Instructions to follow:
In the network intrusion project text below, which model performed best, and what accuracy and recall did it reach on the test data?

Source text:
******
The goal of this project is to be able to predict normal behavior on a network in order to isolate anomalous occurances.
For this dataset, TCP/IP dump data was acquired by simulating a typical US Air Force LAN. For each TCP/IP connection, 41 quantitative and qualitative features were obtained from normal and attack data (3 qualitative and 38 quantitative features). The class variable has two categories: Normal and Anomalous.
Using Network Intrusion data from Kaggle, I decided to find insight on anomalous activity. I went about this by predicting normal transmissions, thereby isolating suspicious activity. I used several Classification models for prediction, all with a high degree of accuracy.
Deliverables will include:
- This repo containing:
- A Jupyter Notebook detailing the process to create this model
- Wrangle file that holds functions to acquire and prep the data
- This Readme.md detailing project planning and exection, as well as instructions for project recreation
- Final model created to predict normal behavior
- Trello Board outlining project steps
As there was no data dictionary provided, my best guesses are the following:
| Feature | Definition | Data Type |
|---|---|---|
| dst_bytes | destination bytes | int |
| logged_in | user is logged in | int - boolean |
| src_bytes | source bytes | int |
| protocol_type | what protocol was used | object |
| flag | how the transmission was flagged | object |
| duration | connection duration | int |
| count | int | |
| srv_count | int | |
| same_srv_rate | float | |
| diff_srv_rate | float | |
| dst_host_count | int | |
| dst_host_srv_count | int | |
| dst_host_same_srv_rate | float | |
| dst_host_diff_srv_rate | float | |
| dst_host_rerror_rate | int | |
| dst_host_same_src_port_rate | float | |
| dst_host_srv_diff_host_rate | float |
- Data is acquired from .csv files on Kaggle. Functions are stored in the acquire file, which allows quick access to the data. Once the acquire file is imported, it can be used each time to access the data
- I chose to limit outliers extremely conservatively because in this case the outliers ARE the story
- For the 'service' column, I dropped any service that had less than 400 occurances, as it still gave me plenty of anomalies
- I aggressively dropped rows that I deemed unnecessary
- Created dummies for all of the object-type columns
- Finding which features have the highest correlation to normal behavior
- Visualizing variable correlation with plots
After splitting and exploring the data, progress to modeling.
With the train data set, try four different classification models, determining which data features and model parameters create better predictions.
- 2 different Logistic Regression Models
- Decision Tree
- Random Forest
Evaluate the best model on the test data set
- Decision Tree, Random Forest, and Logistic Regession1 models all performed well and beat my baseline handily
- Logistic Regression2 model with the limited features had an accuracy that equalled my baseline
- My best-performing model was Random Forest. I ran it on my test data for my best outcome yet: 99% accuracy and 99% recall
- Read this README.md
- Download the Train_data.csv from Kaggle
- Download the wrangle.py, explore.py, and final_notebook.ipynb into your working directory
- Run the final_notebook.ipynb notebook
******
Given records:
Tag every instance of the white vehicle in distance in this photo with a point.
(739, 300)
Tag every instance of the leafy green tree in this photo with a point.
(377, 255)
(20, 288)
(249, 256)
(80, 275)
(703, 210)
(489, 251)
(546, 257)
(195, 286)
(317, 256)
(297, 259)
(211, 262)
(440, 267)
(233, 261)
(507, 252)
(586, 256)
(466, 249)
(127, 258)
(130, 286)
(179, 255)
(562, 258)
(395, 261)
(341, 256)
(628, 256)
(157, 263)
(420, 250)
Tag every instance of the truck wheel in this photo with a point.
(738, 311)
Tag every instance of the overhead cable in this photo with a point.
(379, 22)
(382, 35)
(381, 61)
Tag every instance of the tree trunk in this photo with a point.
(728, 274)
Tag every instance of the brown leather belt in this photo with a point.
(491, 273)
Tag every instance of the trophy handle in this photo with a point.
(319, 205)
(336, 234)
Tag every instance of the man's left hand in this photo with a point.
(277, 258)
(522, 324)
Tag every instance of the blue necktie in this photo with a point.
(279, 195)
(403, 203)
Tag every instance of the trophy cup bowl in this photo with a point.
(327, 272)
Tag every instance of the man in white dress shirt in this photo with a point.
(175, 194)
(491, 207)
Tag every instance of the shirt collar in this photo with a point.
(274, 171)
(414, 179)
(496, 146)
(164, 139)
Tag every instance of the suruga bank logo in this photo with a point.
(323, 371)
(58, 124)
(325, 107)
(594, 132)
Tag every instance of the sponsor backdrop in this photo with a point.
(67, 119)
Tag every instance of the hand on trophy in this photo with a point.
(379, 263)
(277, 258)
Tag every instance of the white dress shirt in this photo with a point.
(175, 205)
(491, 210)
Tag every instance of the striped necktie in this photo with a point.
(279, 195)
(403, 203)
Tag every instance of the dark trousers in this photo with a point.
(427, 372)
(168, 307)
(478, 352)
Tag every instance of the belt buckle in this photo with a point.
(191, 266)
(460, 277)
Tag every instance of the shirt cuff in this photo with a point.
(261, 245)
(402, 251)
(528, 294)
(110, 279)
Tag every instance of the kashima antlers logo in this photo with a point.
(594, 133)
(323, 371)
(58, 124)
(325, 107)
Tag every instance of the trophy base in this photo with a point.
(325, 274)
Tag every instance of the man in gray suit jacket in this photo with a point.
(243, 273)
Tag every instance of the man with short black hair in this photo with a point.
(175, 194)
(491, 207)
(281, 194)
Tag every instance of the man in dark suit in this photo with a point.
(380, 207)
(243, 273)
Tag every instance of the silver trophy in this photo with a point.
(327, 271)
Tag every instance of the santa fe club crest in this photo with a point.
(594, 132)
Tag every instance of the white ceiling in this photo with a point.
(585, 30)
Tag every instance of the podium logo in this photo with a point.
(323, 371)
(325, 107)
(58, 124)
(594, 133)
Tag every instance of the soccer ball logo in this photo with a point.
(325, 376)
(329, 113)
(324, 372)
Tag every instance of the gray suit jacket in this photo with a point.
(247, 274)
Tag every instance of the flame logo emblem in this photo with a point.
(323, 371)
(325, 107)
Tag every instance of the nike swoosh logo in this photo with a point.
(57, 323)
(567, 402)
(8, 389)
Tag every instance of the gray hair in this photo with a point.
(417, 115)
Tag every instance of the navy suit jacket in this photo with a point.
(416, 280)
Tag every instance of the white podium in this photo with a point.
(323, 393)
******
Response for this exercise:
Random Forest, with 99% accuracy and 99% recall.